Copy out every one of the entries below word for word, keeping each line as it appears.

DATA FOR THIS TASK:
____

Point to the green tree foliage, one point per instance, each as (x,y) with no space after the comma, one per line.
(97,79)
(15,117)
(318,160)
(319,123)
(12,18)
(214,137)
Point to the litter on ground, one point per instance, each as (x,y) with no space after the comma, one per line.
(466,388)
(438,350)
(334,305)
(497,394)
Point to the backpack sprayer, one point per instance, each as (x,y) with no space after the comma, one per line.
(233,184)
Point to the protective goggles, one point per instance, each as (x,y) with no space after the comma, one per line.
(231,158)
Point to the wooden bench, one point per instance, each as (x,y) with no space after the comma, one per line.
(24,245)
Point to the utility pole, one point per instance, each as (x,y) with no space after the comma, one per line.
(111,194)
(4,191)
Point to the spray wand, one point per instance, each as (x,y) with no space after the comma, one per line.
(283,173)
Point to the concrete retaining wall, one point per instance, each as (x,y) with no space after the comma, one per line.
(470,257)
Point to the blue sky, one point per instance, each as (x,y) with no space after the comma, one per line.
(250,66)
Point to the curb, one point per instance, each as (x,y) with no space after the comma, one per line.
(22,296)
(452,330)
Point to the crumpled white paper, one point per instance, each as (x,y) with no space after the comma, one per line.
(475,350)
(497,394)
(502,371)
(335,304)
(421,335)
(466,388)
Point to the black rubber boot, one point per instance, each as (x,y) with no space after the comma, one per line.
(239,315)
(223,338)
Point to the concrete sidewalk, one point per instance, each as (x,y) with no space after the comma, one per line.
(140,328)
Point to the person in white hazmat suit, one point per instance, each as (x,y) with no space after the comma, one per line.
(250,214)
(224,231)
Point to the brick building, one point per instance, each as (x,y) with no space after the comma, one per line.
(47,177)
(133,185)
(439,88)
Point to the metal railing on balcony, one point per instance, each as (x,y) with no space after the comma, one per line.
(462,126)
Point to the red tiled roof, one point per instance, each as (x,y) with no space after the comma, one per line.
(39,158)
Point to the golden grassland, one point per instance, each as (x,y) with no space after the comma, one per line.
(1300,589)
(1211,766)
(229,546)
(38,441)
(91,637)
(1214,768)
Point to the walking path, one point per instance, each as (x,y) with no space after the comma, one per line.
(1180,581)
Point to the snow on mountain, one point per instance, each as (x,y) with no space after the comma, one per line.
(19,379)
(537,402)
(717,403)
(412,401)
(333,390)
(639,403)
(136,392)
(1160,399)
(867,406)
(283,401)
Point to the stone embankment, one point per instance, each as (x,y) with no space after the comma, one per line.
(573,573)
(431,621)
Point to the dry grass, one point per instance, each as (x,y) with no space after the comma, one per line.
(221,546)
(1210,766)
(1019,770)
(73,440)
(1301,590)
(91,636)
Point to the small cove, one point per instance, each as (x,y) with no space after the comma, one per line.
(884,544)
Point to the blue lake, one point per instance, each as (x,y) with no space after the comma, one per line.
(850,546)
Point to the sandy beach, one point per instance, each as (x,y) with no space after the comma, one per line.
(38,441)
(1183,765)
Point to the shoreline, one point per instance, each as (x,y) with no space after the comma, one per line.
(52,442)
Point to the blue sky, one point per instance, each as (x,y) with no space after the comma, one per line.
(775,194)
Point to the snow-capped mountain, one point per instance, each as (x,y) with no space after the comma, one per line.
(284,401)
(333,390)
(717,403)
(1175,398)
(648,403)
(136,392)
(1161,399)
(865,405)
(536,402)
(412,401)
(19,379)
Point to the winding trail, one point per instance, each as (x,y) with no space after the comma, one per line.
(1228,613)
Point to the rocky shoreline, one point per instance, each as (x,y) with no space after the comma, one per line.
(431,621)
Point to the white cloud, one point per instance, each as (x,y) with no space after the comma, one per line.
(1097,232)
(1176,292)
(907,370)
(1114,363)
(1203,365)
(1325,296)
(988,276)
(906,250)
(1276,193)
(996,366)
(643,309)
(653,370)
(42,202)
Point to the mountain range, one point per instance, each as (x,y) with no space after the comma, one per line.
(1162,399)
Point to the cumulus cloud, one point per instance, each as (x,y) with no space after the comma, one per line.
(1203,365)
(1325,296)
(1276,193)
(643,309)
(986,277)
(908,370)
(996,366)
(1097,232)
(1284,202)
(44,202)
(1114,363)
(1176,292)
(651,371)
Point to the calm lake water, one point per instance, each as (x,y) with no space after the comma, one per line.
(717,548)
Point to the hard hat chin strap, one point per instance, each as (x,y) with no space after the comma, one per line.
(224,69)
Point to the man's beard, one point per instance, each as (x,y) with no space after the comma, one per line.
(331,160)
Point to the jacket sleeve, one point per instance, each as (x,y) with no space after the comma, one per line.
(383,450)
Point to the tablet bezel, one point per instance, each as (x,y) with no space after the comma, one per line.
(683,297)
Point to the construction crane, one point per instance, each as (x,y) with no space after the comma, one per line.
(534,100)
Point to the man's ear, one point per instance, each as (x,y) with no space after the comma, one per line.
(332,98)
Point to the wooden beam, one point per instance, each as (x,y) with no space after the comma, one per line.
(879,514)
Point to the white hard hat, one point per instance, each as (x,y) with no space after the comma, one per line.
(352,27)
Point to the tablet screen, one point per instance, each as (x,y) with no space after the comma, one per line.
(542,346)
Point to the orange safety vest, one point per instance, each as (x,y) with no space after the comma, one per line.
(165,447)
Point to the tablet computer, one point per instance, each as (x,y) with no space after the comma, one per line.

____

SOLUTION FOR THIS TASK:
Point to the green tree foliage, one point per instance, each as (x,y) with no space after the comma, one per line.
(97,79)
(15,117)
(318,160)
(319,123)
(12,18)
(214,137)
Point to the litter on ground, one point per instance, each as (x,y) with no space after the comma, one per line.
(466,388)
(438,350)
(334,305)
(497,394)
Point to the backpack sprayer, one point per instance, each as (x,y) with no space after the comma, one per line.
(233,184)
Point to the protective goggles, one point per instance, each as (x,y) with no space after the comma, one per line.
(231,158)
Point to the wooden bench, one point per instance, each as (x,y) with no space after the comma, one per line.
(24,245)
Point to the utility pole, one point per instance, each as (x,y) with no space after the comma, one per line.
(111,194)
(4,191)
Point to the spray wand, one point per instance, each as (x,y) with no space after the comma, one per line.
(283,173)
Point to the concrete retaining wall, one point per instance, each as (x,y) with no space after the comma, one per line.
(470,257)
Point to the blue sky, one point per instance, each as (x,y) with no space after the comma, one per line.
(250,66)
Point to the curb, one point per instance, each as (x,y) with no space after the comma, one per line.
(22,296)
(452,330)
Point to the crumpled white paper, one point per instance, each as (x,y) with no space after the comma, one per line.
(475,350)
(497,394)
(502,371)
(335,304)
(421,335)
(466,388)
Point to the black rubber boot, one point per instance, each as (x,y) with no space after the comma, one per line.
(239,315)
(223,338)
Point to the concrete sidewalk, one point per instance, each as (x,y) with no space after the comma, one per line.
(140,328)
Point to the person in white hazmat suit, one point per instance, each as (x,y) with no space after the comma, one per line.
(250,214)
(224,231)
Point to the brick building, one point per instance, each as (x,y) with no space after the comma, one per line.
(47,177)
(133,185)
(439,88)
Point to the metal railing on balcony, one point per instance, each as (x,y) with no space after the comma, one per line.
(462,126)
Point to the red tiled roof, one point per instance, each as (x,y) with no space after the comma, one per line.
(39,158)
Point to the golden grassland, one point per instance, each as (x,y) with no space after the comma, one per line.
(1300,589)
(1211,766)
(229,546)
(38,441)
(91,637)
(1214,768)
Point to the walking path, one point per instance, each as (x,y) with no space after the comma, one per line.
(1180,581)
Point to the snow on mountain, one point per instance, each as (x,y) with no space after the comma, one per line.
(19,379)
(537,402)
(717,403)
(412,401)
(333,390)
(639,403)
(136,392)
(1160,399)
(867,406)
(283,401)
Point to the stone embankment, one point per instance, each as (x,y) with no space after the comma, one per line.
(573,573)
(431,621)
Point to the dry grass, one point per instance, each as (x,y) with no space after the comma, one per line.
(221,546)
(1210,766)
(1019,770)
(73,440)
(1301,590)
(91,636)
Point to the small cove, one point per instance, each as (x,y) with no space after the comma, one per line.
(884,544)
Point to the blue lake, one point per instance, each as (x,y) with no space after the comma, one per line.
(850,546)
Point to the sandy beach, one point per instance, each as (x,y) with no space after the comma, one per line.
(38,441)
(1183,765)
Point to the shoreline, one point per instance, each as (x,y) with no space after the comma, one per line.
(52,442)
Point to the blue sky, one point per instance, each as (x,y) with no space after the comma, one per line.
(775,194)
Point to the snow-capped mountain, one point per instance, each as (x,y) with no space after the comma, one per line.
(284,401)
(333,390)
(717,403)
(1175,398)
(648,403)
(136,392)
(1161,399)
(865,405)
(536,402)
(412,401)
(19,379)
Point to the winding trail, one point per instance, each as (x,y) with no space after the comma, one per line.
(1228,613)
Point to the rocky shoreline, one point per instance, each as (x,y) with no space after the comma, one per line.
(431,621)
Point to the white cloud, one point per instance, each as (x,y) with no space after the comma, one per line.
(1097,232)
(1176,292)
(907,370)
(1114,363)
(1203,365)
(1325,296)
(988,276)
(906,250)
(1276,193)
(996,366)
(643,309)
(653,370)
(42,202)
Point to the mountain range, one point per instance, each as (x,y) with no space after the comma, one per line.
(1162,399)
Point to the cumulus cloud, one point per instance, each as (x,y) with no space after the comma, one per line.
(1203,365)
(1325,296)
(1276,193)
(643,309)
(986,277)
(908,370)
(996,366)
(1097,232)
(1284,202)
(44,202)
(1114,363)
(1176,292)
(651,371)
Point to the calm lake water, one point per instance, each as (x,y) with no space after the comma, one per line.
(717,548)
Point to the hard hat chin strap, one point per instance, each as (x,y) with no space after the comma, one per line.
(224,69)
Point to the man's beard, one point per instance, each as (x,y) with no space after the comma, one per line.
(331,160)
Point to the jacket sleeve, one point per instance, each as (x,y) with no space after the comma, one per line.
(383,450)
Point to the tablet bezel, one point per instance, each as (x,y) with no space after the comma, one per line.
(683,297)
Point to the construction crane, one point per instance, each as (x,y) with no space after the comma, one per line.
(534,100)
Point to the man's ear, one point per instance, each as (x,y) with no space after the comma, one per line.
(332,98)
Point to the wooden beam, one point per instance, each as (x,y) with no space after the comma, one per line.
(879,514)
Point to the white hard hat, one point per instance, each as (x,y) with no space after the comma, one per line.
(352,27)
Point to the tablet screen, one point per instance, each as (x,y) with no space after the comma, one per line.
(542,346)
Point to the orange safety vest, one point per instance, each as (x,y) with no space after the comma, one per line.
(165,447)
Point to the tablet computer, one point per instance, each as (x,y) with no space after the comma, one per line.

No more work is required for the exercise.